** ACTIVITY **
Scan the records for "kindly". Report each line that includes it.

** THE INPUT **
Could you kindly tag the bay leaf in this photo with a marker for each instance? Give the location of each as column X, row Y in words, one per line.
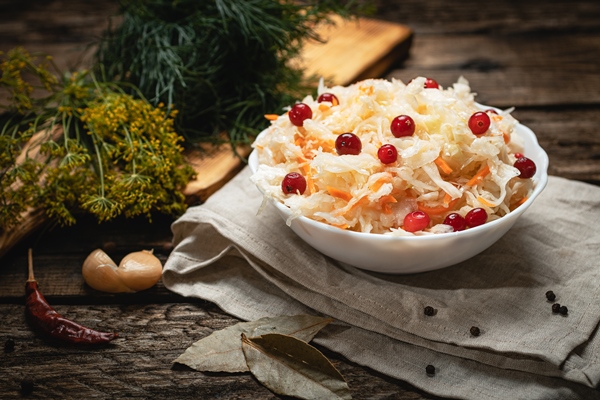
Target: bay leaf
column 292, row 367
column 221, row 351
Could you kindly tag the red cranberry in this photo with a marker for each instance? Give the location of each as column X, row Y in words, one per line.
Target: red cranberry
column 348, row 143
column 402, row 125
column 299, row 113
column 416, row 221
column 456, row 221
column 387, row 153
column 431, row 84
column 479, row 123
column 476, row 217
column 330, row 97
column 526, row 167
column 293, row 183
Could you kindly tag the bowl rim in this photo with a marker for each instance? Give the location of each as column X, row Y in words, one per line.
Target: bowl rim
column 540, row 182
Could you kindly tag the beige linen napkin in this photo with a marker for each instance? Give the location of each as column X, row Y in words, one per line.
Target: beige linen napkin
column 254, row 266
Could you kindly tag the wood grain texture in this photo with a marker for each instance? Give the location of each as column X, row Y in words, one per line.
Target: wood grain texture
column 139, row 364
column 539, row 56
column 354, row 49
column 513, row 71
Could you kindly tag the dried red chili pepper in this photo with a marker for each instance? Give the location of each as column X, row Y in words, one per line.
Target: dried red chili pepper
column 45, row 319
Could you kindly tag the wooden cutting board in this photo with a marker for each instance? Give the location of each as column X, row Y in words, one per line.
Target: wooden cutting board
column 352, row 50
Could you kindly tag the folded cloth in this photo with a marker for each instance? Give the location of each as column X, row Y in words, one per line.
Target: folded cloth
column 252, row 265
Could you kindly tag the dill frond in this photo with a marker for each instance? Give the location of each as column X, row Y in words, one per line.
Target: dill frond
column 223, row 64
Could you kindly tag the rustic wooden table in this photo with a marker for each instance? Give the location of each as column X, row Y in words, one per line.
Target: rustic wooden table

** THE ANSWER **
Could you kindly tag the bay leaf in this photo with a marker for each instance? Give the location of each as column X, row Y in words, one per line.
Could you kindly tag the red cranberry in this photo with a marker for each instance? Give the location of each as column X, row Y in words, one per line.
Could you kindly tag the bowl rim in this photo with a marker for each instance? Give the location of each as column X, row Y in words, one per line.
Could you kindly tag the beige linen napkin in this photo with a marker for each instance? Give the location of each as column X, row Y in words, one per line.
Could you kindly tag the wood grain texture in this photo with a marker for each instance? Give the location of each as column X, row Y in words, one per line.
Could you kindly tag the dried red chili pepper in this photo with a marker for each instance? Give the location of each as column X, row Y in words, one per line.
Could you kindly tag the wooden cutting board in this photo with a marker for each instance? Give the location of each as column X, row Y in words, one per line.
Could you kindly tag the folded cloth in this photo with a marker for each instance? Give the location of each as column X, row Y in words, one per line.
Could you kindly tag the dill frond in this photo with a marker for each instance? Give the location of each as column X, row Y in words, one per line.
Could you kindly tag the rustic wooden table in this photo with a marker for each instance? Give the location of each as column X, row Y in words, one per line.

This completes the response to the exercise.